▶ _Directions for this task_: Please rewrite the credit card debt post from "2. Locate a" up to and including "late night TV.", changing "friend" to "relative".

▶ _Page excerpt_:
────────────────────────────────────────

Financial Advice from the Doggie Bag

One of my favorite fanatically conservative blogs is Where's Your Brain?. It's filled with rants against anyone who doesn't agree 100% with the blog's creator. Reading that blog generally leads any cogent person to ask, Where's Your Heart?

But, over the past 2 days, the annonymous author (who only identifies herself as JustaDog) has shown she does have a heart, albiet an extremely small one. She has chosen to offer her sage financial advice to help those buried under credit card debt.

Here's her formula:
  1. Run up a credit card debt (not including a mortgage or car purchase) of about $80,000.
  2. Locate a friend who will give you a job that pays $10,000 net per month.
  3. Work at the job for 6 months and use your $60,000 in net wages to reduce your credit card debt by 75%.
  4. Quit the job and use money from somewhere else (?) to pay off the balance.
Gosh! It sounds so darn easy. Before we know it, Justadog will be running fabulous infomercials on late night TV.

What Justadog has unwittingly admitted to is the formula that has made many a transnational corporation rich -- a subsidy. While she had the financial freedom to throw her wages into her egregious debt, SOMEBODY else was paying for all the necessities of life. Yes, either a spouse, partner, parent, child or rich pal was covering her rent/mortgage, utilities, food, insurance, clothing, travel (she's said on her blog that she loves to travel) and medical expenses.

Unfortunately, most consumers don't have this kind of luxury. Most consumers in debt must not only pay off said debt BUT also concurrently pay for the necessities of life. This is why it's difficult for people in the working and middle classes -- obviously Justadog is in neither of these classes -- to dig out from under debt.

This situation offers a quintessential example of how a rich person fails to understand the obvious head start they enjoy over the average person. Those who lick the silver spoon fail to comprehend what it's like for those without eating untensils. As Martin Luther King, Jr. once said, it's hard to pull one's self up by the bootstraps if said person has no boots.

────────────────────────────────────────

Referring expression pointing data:
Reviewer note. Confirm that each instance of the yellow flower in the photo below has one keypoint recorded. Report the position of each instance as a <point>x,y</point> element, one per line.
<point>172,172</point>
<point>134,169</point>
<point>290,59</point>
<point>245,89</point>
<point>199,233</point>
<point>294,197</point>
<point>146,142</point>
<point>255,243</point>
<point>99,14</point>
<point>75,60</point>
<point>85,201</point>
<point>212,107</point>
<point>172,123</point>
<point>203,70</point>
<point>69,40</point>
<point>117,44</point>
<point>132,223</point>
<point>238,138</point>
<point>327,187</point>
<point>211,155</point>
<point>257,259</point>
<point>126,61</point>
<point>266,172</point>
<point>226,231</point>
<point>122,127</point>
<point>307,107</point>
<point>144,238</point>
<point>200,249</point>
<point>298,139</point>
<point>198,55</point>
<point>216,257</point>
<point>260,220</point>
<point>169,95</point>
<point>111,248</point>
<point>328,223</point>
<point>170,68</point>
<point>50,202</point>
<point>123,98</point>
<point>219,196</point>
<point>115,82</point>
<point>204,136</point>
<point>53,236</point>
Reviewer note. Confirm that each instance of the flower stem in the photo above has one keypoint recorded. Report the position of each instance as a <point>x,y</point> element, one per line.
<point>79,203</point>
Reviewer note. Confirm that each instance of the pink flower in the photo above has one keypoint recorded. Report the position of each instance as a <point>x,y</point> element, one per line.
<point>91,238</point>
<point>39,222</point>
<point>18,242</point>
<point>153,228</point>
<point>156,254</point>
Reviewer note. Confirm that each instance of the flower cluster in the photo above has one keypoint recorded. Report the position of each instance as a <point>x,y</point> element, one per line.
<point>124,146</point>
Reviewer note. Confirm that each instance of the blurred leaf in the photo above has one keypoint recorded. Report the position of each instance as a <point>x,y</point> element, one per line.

────────────────────────────────────────

▶ _Reply to the task_:
2. Locate a relative who will give you a job that pays $10,000 net per month.
  3. Work at the job for 6 months and use your $60,000 in net wages to reduce your credit card debt by 75%.
  4. Quit the job and use money from somewhere else (?) to pay off the balance.
Gosh! It sounds so darn easy. Before we know it, Justadog will be running fabulous infomercials on late night TV.